§ **Working data**
*** Block opens ***

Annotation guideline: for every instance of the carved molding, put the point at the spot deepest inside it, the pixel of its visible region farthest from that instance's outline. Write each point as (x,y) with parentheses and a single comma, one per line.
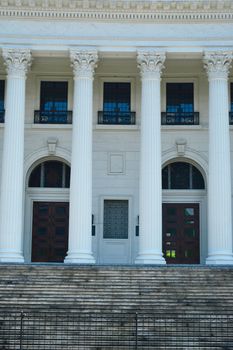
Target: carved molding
(151,63)
(17,61)
(83,62)
(130,10)
(217,64)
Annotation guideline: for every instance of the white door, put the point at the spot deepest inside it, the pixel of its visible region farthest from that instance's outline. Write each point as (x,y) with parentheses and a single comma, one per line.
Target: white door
(115,245)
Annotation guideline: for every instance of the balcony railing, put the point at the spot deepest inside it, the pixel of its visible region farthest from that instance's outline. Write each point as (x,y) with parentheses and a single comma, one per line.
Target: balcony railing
(2,115)
(64,329)
(180,118)
(53,117)
(118,118)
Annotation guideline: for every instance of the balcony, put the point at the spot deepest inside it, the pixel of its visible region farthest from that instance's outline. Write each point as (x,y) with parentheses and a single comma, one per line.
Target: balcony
(180,118)
(52,117)
(2,115)
(116,118)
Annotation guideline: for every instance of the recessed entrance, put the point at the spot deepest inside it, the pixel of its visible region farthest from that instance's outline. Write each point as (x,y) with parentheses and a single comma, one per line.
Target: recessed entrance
(50,231)
(114,244)
(181,243)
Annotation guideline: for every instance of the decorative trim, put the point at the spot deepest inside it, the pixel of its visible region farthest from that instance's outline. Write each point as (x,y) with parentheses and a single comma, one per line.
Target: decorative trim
(17,61)
(218,64)
(150,63)
(83,62)
(115,10)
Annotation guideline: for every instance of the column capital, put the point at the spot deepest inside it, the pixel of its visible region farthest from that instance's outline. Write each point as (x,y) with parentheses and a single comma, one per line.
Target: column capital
(83,62)
(217,64)
(17,61)
(150,63)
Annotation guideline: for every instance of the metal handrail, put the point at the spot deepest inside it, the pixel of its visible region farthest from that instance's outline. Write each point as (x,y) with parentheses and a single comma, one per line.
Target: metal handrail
(117,117)
(52,117)
(180,118)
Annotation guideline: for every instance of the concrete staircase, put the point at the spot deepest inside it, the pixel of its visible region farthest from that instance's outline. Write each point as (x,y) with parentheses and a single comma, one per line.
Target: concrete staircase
(178,307)
(117,288)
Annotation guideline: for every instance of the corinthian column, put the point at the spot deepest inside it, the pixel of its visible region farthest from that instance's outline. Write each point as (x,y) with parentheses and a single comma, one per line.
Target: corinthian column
(17,62)
(219,186)
(150,191)
(80,240)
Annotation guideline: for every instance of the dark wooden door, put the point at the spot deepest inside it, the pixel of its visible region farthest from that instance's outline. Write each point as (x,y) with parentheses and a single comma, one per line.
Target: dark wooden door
(181,233)
(50,231)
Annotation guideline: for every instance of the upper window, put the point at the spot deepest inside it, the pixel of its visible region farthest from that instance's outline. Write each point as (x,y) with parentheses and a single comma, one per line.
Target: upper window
(2,94)
(116,104)
(53,103)
(182,176)
(180,105)
(50,173)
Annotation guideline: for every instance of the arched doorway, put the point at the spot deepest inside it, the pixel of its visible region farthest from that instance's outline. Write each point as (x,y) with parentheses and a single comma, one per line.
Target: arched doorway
(184,185)
(48,184)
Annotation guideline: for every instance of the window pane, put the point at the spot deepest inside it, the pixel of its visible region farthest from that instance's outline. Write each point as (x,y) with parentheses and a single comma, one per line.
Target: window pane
(197,179)
(67,179)
(180,97)
(231,102)
(34,180)
(116,97)
(180,178)
(53,174)
(2,93)
(54,96)
(165,178)
(50,174)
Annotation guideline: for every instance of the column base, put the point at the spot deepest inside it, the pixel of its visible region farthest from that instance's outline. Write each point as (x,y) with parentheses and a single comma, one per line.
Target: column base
(79,258)
(219,259)
(150,259)
(9,257)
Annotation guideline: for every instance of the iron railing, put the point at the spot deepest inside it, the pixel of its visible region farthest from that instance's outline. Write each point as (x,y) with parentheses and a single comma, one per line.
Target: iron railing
(116,117)
(181,118)
(2,115)
(52,117)
(56,330)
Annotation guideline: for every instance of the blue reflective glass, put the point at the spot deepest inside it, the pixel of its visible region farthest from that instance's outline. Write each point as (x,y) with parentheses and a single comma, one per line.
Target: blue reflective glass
(180,98)
(54,96)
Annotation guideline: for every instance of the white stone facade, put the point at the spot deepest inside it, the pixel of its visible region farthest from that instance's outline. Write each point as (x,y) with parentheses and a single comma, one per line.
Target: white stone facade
(87,43)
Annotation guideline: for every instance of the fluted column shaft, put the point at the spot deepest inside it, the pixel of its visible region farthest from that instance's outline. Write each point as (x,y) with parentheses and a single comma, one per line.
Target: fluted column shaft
(11,203)
(150,188)
(80,240)
(219,186)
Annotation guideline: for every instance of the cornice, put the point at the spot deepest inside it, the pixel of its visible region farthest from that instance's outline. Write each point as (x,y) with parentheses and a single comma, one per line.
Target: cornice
(120,10)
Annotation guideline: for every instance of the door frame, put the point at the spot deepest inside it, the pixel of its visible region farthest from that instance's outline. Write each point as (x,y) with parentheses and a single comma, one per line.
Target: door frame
(100,228)
(192,196)
(38,195)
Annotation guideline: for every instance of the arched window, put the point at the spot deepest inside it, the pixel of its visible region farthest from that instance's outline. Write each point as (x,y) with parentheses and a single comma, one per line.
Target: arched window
(51,173)
(182,176)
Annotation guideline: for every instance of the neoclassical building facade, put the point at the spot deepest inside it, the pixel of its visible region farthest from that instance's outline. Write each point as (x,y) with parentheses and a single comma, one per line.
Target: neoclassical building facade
(116,132)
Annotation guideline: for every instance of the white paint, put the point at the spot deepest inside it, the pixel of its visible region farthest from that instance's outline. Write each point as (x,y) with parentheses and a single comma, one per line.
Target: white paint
(11,204)
(219,189)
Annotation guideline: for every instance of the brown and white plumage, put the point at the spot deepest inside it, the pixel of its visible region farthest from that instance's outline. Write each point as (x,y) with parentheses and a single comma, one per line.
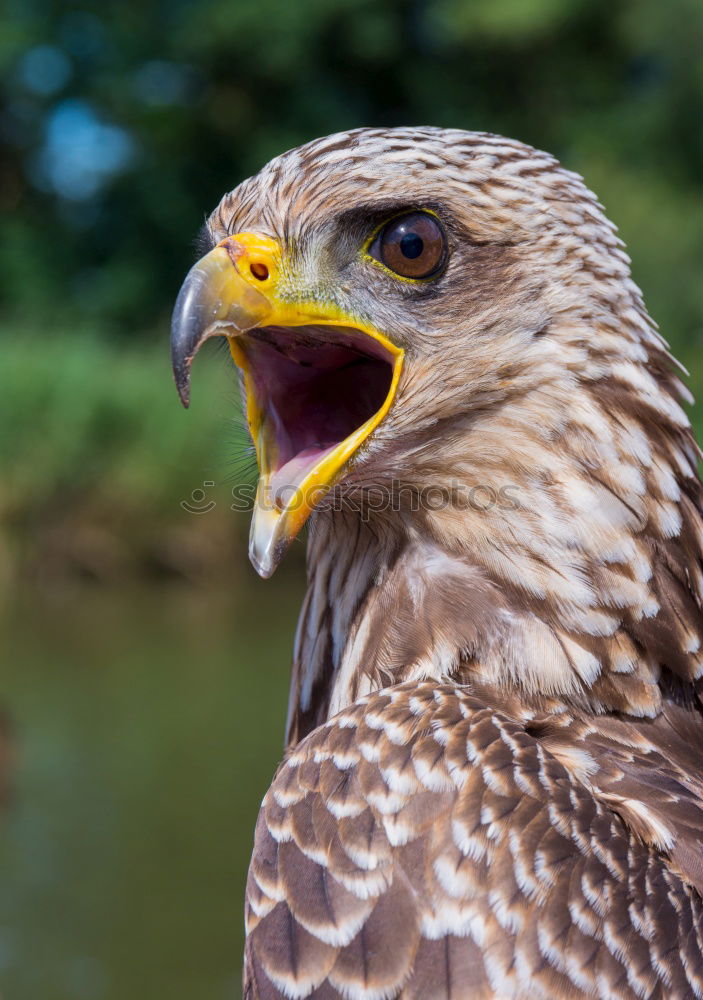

*** Block closes ***

§ **The task**
Exact reproduction of the entries above is what's needed; images stay out.

§ **Result for this task**
Annotation guideline: for every instance of the carved molding, put the point at the spot deepest inside it, the pixel of its visible region farthest from that instance's outline. Write each point as (x,y) with parentheses and a single comma, one per line.
Target: carved molding
(151,63)
(17,61)
(83,62)
(130,10)
(217,64)
Annotation guideline: for every instance of the white door, put the point at the spot deepest inside it, the pixel of its visible region farthest from that instance's outline. Write each point as (x,y) with parentheses and a single comma, one per line.
Target: white door
(115,245)
Annotation guideline: for every instance of the balcony railing, put the point at the spot deepest inside it, the pixel of its visible region farthest from that instance's outline. Write each point as (x,y) with parentheses and a single comma, one per line.
Target: balcony railing
(2,115)
(64,329)
(180,118)
(53,117)
(118,118)
Annotation guideline: for every instance of the balcony, put the point at the spot deepest inside it, the pixel of its visible region farthest from that instance's outline. Write each point as (x,y) with parentheses and a single comma, one per line.
Target: balcony
(180,118)
(52,117)
(2,115)
(116,118)
Annotation guideline: for every instance of the recessed entrance, put the point at the spot deepest inside it, the pixel of its visible region farthest from that instance's outline. Write each point as (x,y) with parentheses and a single comma, one per line.
Target: recessed entrance
(50,231)
(114,244)
(181,243)
Annotation guideline: for every instance of the decorative trim, put the point at the spot deepest inside it, the pixel of its visible region farthest from that instance's outline. Write each point as (x,y) with parentheses and a single comma, one per line.
Target: decorative trim
(17,61)
(218,64)
(150,63)
(83,62)
(115,10)
Annotation guideline: for every instance of the column capital, put the point at the spot deepest inside it, the pixel of its visible region farthest from that instance's outline. Write each point as (x,y) with parentheses and a single comma, one per line.
Target: column capital
(83,62)
(217,64)
(17,61)
(150,63)
Annotation guideline: for every instance of the metal handrail, put the point at the spot deepest inside it, the pixel of its visible region farthest from that instance's outline. Write each point as (x,y) with parentheses and a single comma, one per line.
Target: metal handrail
(117,117)
(52,117)
(180,118)
Annotation guideline: for every instance of the concrete staircase, put the point at the spot deepest inside it, the pixel of its visible region farthest from that instance's outline. Write each point as (x,y) with parentheses and a single comma, one per line.
Target: concrete staircase
(178,307)
(117,288)
Annotation guideline: for every instance of the corinthian column, put the point at the spot deepest inside it, the pixel of its visible region farthest from that instance's outline. Write each point as (x,y) with parentheses and a single comma, one per line.
Target: corinthian column
(17,62)
(219,186)
(150,191)
(80,240)
Annotation guideline: for every instance of the dark wooden door, put the point at the spot deepest inside it, the pixel of its visible region farthest from that instance's outline. Write each point as (x,y) with parentheses and a single comma, one per line.
Target: dark wooden door
(181,233)
(50,231)
Annotation guideline: for every instance of the upper window, put the point at the spot deepest inside it, the pixel of its visible region farthest from that instance's outline. Write each point as (x,y) with parentheses and a single comma, one per line.
Target: upper window
(2,94)
(116,104)
(53,103)
(182,176)
(180,105)
(50,173)
Annotation guideline: for every instance of the arched doorway, put the point at the spot deepest inside it, the pixel of its visible region farthest from that instance's outline. Write each point as (x,y) with parentheses and a single comma, one per line.
Target: arched doorway
(184,185)
(48,184)
Annotation guideline: for every instance of the window pane, put the point at the spot deepest inside it, the pixel of its visible region farthest from that instance's outline. Write each point as (x,y) with parentheses and a single comma, one per line.
Target: window pane
(197,179)
(67,179)
(180,97)
(231,102)
(34,180)
(116,97)
(180,178)
(53,174)
(2,93)
(54,96)
(165,178)
(50,174)
Annotation guideline: for every instance of the column base, put the point at the spot deepest inside it, the pixel of its visible region farthest from that instance's outline. Write each point as (x,y) with parentheses and a single comma, one per line.
Target: column base
(79,258)
(219,259)
(150,259)
(9,257)
Annotation guideline: for every instance of the iron railing, put the point at the spot deepest inside it, the pixel of its visible region farthest from that instance's outline. Write each point as (x,y) with parentheses and a single comma, one per line.
Target: iron railing
(116,117)
(181,118)
(2,115)
(52,117)
(56,330)
Annotation guideline: for every instance of the blue reflective glass, put the point at the spot deepest inside it, the pixel of its visible region farthest from that instance's outline. Write each point as (x,y) with parentheses and a single comma, one per line.
Target: blue reflective glass
(180,98)
(54,96)
Annotation guideline: for every instance of the white stone facade, put the point at the spot deepest inside it, the pixel of its visible region farthest from that instance's outline. Write each point as (x,y) with parentheses and a single comma, one per line.
Target: white stone facade
(87,43)
Annotation guideline: for every instance of the fluted column shaft, put the point at the spot deepest inside it, the pixel of its visible region farthest from that instance's outline. Write each point as (x,y) with parentheses and a single comma, one per line.
Target: fluted column shaft
(11,203)
(150,188)
(80,240)
(219,186)
Annotation guideline: for every instance of the cornice, put the point at the spot deepest inside it, the pixel of its visible region farthest from that instance's outline. Write each point as (x,y) with parentheses and a single comma, one per line.
Target: cornice
(120,10)
Annotation guideline: for every instance of the door frame, put the point at the spot deepest inside it, the pixel of its visible region farthest from that instance's outline. Write each point as (x,y) with parentheses and a single comma, one per line.
Target: door frame
(100,228)
(192,196)
(38,195)
Annotation guideline: for every instance of the arched window, put the point at the spot deepest inside it, the pixel of its visible region farthest from that instance's outline. Write each point as (x,y) with parentheses and a single comma, one per line.
Target: arched window
(51,173)
(182,176)
Annotation guideline: for every instance of the neoclassical building facade, put the point at the spot deepest inside it, the pixel of its visible region farthest from that instance's outline. Write each point as (x,y) with parentheses and a single comma, one per line.
Target: neoclassical building facade
(116,132)
Annotation guideline: for every instance of the white paint, put the point at the spot deepest inside it, the pixel of its visible region farthest from that instance's outline. Write each point as (x,y) with parentheses and a single comma, one per line.
Target: white paint
(11,204)
(219,189)
Annotation guideline: for every instance of the brown and white plumage, put the point at the spot deepest inside it, the pixel of its visible region farthest from that instance's outline. Write each point as (x,y) with parentheses and a single comma, one per line.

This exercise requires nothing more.